-- begin --

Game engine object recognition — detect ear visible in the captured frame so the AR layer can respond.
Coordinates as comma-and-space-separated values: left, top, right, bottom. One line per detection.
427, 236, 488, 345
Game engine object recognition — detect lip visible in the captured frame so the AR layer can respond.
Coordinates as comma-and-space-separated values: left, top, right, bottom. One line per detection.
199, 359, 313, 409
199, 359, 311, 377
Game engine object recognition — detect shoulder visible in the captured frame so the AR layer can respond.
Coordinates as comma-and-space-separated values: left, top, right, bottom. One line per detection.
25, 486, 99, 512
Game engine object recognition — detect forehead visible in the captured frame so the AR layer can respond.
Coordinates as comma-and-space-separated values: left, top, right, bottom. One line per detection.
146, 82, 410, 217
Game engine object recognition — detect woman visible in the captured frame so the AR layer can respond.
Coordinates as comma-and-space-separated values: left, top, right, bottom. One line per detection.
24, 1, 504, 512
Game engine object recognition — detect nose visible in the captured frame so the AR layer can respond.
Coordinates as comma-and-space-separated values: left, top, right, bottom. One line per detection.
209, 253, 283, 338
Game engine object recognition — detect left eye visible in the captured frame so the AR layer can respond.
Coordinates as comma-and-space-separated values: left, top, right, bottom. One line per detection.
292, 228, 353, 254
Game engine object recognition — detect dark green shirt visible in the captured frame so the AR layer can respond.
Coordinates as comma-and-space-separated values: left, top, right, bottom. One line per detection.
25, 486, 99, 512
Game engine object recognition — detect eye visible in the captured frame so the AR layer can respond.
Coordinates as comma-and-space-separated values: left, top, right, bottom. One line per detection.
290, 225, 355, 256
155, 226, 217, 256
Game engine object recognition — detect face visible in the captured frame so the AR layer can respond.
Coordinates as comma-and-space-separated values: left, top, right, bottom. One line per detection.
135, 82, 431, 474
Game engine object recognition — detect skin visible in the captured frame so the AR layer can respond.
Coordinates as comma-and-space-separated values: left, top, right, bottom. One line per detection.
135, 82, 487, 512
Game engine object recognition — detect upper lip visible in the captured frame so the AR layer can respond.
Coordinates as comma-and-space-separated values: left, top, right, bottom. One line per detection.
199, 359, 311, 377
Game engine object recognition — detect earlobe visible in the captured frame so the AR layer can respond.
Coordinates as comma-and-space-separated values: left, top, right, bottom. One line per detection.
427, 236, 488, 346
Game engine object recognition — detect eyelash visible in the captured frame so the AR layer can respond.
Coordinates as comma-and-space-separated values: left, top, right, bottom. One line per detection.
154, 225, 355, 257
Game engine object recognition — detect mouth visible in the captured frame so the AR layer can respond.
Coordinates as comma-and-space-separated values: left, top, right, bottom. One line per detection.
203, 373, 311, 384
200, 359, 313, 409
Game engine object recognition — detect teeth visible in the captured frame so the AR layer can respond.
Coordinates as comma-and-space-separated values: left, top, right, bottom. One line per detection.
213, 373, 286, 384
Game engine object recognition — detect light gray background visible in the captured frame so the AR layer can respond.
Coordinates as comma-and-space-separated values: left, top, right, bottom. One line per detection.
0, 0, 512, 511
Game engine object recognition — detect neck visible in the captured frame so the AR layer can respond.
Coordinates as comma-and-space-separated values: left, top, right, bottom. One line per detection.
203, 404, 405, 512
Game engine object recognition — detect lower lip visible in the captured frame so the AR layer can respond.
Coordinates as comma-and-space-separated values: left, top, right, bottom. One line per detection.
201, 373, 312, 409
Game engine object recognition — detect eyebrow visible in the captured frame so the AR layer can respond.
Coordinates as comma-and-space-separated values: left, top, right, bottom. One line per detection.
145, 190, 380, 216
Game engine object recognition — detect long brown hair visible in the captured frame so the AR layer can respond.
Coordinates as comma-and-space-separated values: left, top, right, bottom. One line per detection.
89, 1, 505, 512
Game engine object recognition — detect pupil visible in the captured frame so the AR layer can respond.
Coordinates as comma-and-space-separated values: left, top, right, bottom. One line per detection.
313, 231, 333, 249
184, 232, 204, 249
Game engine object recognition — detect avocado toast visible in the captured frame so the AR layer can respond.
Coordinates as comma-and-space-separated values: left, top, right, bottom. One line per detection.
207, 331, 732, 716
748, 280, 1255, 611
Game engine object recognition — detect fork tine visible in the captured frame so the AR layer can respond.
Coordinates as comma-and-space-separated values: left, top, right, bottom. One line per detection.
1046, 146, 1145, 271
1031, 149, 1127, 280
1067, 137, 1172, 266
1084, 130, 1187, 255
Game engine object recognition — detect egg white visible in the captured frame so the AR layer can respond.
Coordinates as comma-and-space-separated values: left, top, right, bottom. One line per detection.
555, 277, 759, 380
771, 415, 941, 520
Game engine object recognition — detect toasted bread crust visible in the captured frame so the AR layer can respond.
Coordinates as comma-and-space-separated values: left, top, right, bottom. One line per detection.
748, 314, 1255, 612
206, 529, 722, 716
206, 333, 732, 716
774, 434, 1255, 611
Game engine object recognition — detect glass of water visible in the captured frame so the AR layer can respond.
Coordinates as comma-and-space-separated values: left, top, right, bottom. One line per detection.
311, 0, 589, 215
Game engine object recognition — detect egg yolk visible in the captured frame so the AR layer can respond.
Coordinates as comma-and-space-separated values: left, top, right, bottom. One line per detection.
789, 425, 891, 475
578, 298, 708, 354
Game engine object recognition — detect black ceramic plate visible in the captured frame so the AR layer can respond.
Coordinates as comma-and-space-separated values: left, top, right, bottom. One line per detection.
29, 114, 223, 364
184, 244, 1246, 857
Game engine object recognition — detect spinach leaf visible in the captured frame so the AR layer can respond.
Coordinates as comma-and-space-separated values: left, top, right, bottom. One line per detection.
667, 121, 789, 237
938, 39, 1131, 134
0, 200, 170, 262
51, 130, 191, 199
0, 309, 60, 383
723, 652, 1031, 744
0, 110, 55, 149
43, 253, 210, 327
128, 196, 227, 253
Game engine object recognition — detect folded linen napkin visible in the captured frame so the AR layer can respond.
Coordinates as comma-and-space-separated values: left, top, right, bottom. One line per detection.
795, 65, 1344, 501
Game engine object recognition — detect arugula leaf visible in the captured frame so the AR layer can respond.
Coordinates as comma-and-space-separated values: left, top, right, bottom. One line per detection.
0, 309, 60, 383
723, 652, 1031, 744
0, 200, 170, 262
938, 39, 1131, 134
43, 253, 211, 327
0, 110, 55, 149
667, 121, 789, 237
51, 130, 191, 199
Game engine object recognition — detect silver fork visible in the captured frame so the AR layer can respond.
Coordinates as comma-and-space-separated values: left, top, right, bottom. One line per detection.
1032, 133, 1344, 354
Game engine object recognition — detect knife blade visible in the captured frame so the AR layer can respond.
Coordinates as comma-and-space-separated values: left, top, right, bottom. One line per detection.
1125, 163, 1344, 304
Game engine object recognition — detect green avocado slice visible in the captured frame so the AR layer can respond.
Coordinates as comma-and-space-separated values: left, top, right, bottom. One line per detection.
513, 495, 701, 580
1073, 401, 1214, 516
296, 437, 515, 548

-- end --

- WHAT IS EXPECTED: Take the line in which "Game engine object recognition — detect knife" occurs and each subsequent line through the end; give these lines again without alteration.

- RESPONSE FOR THIS EXERCISE:
Game engine object recognition — detect knife blade visible in the captured frame so the AR layer can respond.
Coordinates as comma-and-space-separated values: left, top, right, bottom. One line per detection.
1125, 163, 1344, 304
Game engine object recognition — detect green avocado slice visible in the captured frame so the AR layer can respond.
Coordinates as comma-and-space-separated values: left, top, right, bottom. One line per detection.
513, 495, 701, 580
1073, 401, 1214, 516
296, 437, 515, 548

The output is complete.